Extracted records:
___

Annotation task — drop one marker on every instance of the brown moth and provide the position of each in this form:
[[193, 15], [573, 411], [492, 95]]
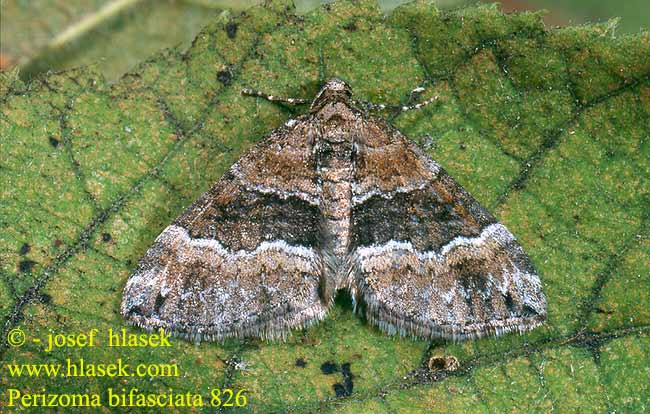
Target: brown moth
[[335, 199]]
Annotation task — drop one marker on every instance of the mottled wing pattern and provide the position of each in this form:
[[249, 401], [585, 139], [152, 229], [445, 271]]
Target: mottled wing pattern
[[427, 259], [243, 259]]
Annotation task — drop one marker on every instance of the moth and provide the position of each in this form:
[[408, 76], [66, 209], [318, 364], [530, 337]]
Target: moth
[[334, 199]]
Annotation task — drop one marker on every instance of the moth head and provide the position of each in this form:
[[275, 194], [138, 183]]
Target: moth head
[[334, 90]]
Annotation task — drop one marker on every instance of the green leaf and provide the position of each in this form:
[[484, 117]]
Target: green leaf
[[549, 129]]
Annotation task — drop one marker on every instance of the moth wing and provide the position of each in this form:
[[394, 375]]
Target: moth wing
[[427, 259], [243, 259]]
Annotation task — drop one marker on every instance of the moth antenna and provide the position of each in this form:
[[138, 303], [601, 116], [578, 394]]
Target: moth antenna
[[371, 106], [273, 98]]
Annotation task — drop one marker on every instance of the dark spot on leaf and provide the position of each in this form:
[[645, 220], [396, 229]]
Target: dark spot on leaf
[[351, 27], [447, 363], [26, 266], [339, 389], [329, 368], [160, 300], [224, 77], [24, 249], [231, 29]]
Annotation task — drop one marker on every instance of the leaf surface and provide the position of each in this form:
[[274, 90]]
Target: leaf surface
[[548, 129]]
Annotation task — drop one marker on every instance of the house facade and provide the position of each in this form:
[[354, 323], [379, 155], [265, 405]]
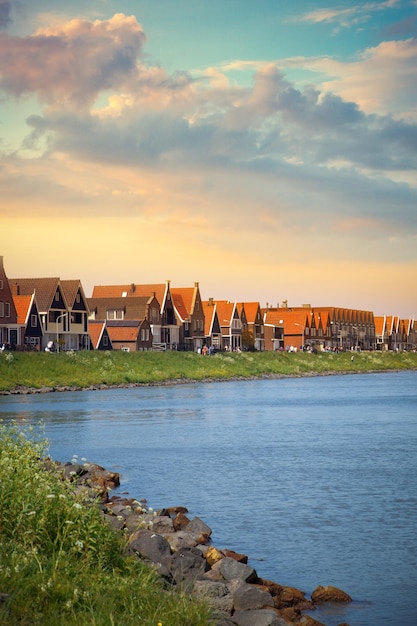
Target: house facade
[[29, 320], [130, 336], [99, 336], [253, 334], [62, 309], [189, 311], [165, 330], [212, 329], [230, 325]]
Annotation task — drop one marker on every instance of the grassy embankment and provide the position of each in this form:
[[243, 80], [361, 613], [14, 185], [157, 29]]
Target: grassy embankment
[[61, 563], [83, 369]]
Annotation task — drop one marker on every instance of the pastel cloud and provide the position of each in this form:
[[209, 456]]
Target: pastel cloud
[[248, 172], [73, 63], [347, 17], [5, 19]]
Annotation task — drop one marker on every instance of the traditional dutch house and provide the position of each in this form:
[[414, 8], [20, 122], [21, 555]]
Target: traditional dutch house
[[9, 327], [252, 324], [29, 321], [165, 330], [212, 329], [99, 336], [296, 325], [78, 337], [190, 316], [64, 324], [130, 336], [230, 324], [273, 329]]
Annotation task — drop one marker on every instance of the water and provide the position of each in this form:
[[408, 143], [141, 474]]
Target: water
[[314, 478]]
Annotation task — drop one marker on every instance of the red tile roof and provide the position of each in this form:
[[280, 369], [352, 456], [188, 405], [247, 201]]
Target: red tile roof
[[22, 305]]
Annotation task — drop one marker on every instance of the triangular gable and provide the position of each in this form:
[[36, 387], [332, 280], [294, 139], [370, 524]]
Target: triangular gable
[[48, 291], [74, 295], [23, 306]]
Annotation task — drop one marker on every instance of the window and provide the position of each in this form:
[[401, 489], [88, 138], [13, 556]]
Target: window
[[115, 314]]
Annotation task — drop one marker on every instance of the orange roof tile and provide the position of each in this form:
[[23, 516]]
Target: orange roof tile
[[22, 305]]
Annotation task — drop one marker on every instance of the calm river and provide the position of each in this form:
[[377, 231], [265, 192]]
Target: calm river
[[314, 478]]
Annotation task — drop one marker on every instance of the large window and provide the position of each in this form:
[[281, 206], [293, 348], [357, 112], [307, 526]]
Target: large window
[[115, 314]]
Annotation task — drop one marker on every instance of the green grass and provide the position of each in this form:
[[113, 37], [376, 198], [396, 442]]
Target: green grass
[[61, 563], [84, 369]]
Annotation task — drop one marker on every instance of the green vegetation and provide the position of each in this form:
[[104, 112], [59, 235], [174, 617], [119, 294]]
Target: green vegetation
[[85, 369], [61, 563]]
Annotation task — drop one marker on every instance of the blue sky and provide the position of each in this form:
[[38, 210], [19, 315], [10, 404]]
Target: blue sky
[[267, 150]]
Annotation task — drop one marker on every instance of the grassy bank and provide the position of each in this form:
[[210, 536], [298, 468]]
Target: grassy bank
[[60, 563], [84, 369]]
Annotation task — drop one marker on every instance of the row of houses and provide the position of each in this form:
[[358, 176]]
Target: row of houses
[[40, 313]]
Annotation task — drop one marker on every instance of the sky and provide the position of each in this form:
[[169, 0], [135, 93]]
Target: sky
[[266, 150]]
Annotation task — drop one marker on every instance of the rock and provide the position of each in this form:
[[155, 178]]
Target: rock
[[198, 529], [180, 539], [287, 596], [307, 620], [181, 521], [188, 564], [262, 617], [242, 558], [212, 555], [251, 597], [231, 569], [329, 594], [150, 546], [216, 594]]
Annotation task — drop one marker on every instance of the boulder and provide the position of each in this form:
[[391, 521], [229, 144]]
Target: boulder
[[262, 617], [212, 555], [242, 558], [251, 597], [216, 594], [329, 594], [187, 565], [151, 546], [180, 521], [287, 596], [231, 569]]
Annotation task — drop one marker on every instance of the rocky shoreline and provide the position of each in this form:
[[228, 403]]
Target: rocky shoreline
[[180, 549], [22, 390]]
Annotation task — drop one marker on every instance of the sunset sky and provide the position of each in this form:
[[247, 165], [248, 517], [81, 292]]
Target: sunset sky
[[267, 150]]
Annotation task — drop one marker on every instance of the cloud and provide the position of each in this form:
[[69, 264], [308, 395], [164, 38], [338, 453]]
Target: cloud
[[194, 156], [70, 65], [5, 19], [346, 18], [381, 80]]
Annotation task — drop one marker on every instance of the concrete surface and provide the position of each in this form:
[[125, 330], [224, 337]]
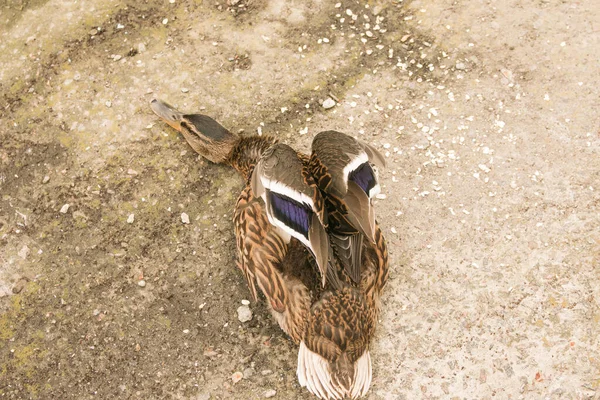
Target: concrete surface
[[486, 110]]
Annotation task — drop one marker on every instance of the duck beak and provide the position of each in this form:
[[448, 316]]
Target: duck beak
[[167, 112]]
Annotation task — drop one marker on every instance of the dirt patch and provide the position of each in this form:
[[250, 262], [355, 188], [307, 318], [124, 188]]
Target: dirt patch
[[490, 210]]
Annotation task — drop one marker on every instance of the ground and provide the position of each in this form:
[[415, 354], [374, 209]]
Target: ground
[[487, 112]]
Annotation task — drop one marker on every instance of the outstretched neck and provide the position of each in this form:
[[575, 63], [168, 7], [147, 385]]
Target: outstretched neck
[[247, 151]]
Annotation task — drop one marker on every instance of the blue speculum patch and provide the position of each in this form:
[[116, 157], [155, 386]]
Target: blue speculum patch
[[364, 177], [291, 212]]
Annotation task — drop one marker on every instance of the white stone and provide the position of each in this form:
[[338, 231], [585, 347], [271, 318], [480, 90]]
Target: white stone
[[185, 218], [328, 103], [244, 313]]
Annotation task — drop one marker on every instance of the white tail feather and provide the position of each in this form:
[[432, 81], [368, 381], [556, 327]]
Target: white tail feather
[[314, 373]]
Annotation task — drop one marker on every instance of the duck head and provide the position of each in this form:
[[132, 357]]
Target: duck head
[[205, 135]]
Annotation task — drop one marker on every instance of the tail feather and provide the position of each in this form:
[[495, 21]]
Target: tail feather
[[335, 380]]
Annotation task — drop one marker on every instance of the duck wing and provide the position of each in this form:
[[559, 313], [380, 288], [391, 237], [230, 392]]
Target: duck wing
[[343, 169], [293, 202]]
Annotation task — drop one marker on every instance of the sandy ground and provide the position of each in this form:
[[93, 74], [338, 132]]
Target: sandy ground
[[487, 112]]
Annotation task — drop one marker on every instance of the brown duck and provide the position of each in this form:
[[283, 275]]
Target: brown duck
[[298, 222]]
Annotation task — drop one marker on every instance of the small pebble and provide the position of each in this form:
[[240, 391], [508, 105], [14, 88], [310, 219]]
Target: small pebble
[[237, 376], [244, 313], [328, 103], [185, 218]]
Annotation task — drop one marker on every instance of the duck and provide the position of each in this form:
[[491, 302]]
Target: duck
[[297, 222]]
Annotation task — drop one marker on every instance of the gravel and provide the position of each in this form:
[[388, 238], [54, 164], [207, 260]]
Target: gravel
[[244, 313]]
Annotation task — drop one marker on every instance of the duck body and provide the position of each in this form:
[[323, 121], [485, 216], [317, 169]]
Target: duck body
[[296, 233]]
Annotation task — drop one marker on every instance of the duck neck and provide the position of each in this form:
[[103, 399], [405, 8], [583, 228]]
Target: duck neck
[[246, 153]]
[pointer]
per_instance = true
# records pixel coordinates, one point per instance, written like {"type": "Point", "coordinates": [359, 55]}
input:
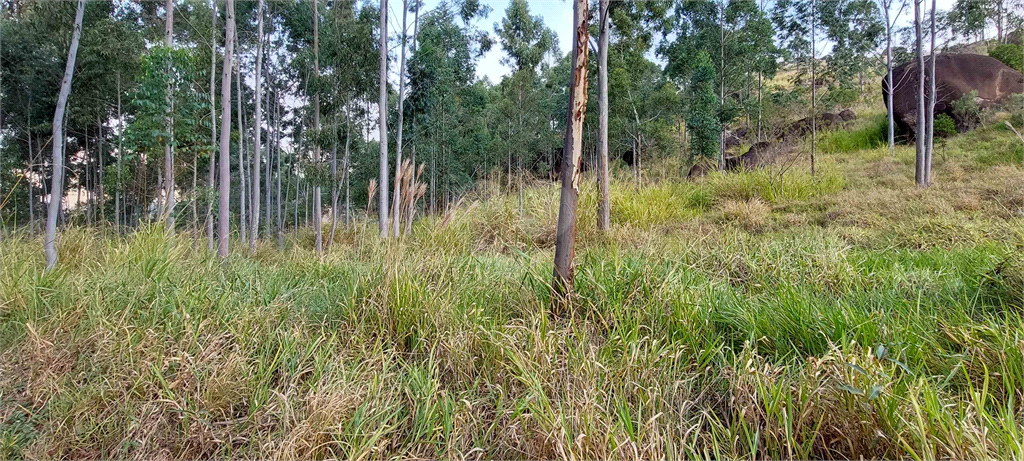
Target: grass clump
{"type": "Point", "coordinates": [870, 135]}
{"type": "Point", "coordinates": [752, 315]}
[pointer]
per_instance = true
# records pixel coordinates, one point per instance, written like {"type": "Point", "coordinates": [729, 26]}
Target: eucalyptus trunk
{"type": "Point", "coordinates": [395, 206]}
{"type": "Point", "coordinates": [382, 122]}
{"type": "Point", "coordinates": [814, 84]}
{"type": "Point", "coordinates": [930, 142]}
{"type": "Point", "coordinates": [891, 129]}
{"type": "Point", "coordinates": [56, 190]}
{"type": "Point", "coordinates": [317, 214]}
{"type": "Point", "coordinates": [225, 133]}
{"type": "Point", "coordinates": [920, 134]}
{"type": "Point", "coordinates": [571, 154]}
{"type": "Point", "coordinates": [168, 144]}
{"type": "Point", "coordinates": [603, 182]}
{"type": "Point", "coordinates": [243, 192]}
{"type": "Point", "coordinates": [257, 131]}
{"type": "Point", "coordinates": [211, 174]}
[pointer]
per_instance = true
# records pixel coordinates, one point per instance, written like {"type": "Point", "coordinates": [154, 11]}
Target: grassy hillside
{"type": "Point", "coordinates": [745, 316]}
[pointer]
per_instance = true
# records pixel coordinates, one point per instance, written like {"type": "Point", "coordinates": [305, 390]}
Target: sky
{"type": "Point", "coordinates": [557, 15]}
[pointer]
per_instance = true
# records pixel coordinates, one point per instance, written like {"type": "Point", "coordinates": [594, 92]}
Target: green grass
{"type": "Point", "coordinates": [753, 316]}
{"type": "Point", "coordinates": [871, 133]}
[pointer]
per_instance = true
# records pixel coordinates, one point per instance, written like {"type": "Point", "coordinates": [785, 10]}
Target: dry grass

___

§ **TASK ITEM**:
With "like" as the word to match, copy each line of the records that has it.

§ **FINISHED EXERCISE**:
# records pixel coordinates, one point per instance, written like {"type": "Point", "coordinates": [359, 55]}
# records pixel coordinates, one point per instance, written like {"type": "Point", "coordinates": [729, 26]}
# records pixel coordinates, one point per instance, written like {"type": "Point", "coordinates": [154, 11]}
# records pixel coordinates, one point per instance, written like {"type": "Point", "coordinates": [305, 390]}
# records pixel coordinates, one point per instance, written like {"type": "Point", "coordinates": [594, 92]}
# records pixel coordinates, one point per instance, written like {"type": "Point", "coordinates": [785, 10]}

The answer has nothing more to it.